(WHAT IS BEING ASKED):
Rewrite the rows from the one containing "quarter window in the photo above." through the last row, requests included. In the answers, multiply every coordinate by 1.45 and round it to a whole number, with halves rounded up.

******************************

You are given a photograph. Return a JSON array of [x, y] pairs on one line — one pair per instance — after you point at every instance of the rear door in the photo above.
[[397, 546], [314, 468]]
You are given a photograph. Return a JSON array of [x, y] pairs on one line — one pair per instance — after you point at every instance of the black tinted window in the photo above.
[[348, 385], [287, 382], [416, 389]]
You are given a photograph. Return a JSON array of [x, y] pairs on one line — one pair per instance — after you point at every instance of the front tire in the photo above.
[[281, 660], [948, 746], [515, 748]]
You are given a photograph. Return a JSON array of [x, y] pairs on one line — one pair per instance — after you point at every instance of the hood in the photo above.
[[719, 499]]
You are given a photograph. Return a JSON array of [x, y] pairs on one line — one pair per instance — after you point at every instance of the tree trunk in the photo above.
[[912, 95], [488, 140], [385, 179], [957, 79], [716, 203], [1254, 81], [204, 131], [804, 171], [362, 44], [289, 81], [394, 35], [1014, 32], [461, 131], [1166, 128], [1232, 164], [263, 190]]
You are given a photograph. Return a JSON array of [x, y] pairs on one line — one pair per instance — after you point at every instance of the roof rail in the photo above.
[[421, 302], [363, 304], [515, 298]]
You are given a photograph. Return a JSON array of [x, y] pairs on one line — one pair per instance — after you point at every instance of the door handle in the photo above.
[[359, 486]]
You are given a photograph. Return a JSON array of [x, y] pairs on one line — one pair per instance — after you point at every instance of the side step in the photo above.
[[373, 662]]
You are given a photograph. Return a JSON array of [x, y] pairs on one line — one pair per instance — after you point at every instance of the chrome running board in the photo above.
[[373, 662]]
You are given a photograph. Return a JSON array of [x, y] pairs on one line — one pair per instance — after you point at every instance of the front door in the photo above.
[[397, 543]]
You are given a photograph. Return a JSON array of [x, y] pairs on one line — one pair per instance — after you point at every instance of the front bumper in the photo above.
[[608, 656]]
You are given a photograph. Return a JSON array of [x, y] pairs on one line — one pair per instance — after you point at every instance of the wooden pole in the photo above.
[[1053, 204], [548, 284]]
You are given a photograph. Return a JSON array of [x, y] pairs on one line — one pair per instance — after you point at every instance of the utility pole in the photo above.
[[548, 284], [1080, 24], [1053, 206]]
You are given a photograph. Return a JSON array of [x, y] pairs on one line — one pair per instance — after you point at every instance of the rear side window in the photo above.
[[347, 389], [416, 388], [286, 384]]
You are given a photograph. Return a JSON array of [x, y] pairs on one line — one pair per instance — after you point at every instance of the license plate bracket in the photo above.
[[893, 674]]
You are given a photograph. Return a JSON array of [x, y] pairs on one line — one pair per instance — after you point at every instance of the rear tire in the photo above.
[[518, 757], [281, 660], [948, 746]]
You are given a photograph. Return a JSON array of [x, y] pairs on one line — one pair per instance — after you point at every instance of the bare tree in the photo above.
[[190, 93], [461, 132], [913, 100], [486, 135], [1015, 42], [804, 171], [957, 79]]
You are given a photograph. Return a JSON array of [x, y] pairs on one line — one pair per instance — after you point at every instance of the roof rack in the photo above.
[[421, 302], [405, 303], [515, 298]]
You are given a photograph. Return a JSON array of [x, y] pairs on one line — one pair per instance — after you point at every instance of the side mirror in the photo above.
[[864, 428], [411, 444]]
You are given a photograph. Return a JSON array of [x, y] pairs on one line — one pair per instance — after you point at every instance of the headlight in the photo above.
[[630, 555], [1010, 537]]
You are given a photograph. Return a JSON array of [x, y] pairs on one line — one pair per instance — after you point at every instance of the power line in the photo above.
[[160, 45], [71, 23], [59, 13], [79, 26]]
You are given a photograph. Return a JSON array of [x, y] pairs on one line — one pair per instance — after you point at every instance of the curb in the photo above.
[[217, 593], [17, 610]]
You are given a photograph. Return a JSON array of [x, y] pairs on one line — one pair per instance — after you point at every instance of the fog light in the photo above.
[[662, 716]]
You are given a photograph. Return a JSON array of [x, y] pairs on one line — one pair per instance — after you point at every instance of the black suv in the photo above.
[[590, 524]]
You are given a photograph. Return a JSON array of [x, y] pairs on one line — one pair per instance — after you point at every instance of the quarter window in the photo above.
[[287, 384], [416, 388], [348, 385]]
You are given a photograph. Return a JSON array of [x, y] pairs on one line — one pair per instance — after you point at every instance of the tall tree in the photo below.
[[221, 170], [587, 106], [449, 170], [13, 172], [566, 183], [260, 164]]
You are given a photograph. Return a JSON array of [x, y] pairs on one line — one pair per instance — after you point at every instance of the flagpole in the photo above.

******************************

(COMPLETED EXERCISE):
You are given a photograph. Return a JSON array of [x, y] pairs on one line — one pair per instance — after you point at every instance of the quarter window in the photo above.
[[416, 557], [603, 563], [505, 558]]
You are given a photograph. Return a JSON array of [x, y] pairs on one line — one pair per instance — after you point at every instance of the tall tree in the photo below.
[[320, 247], [851, 154], [651, 247], [19, 249], [821, 265], [377, 238]]
You are given a photograph. Return a JSON array of [x, y] pairs on one line — one pair per instance — after you point at every instance of the flagpole in the photo above.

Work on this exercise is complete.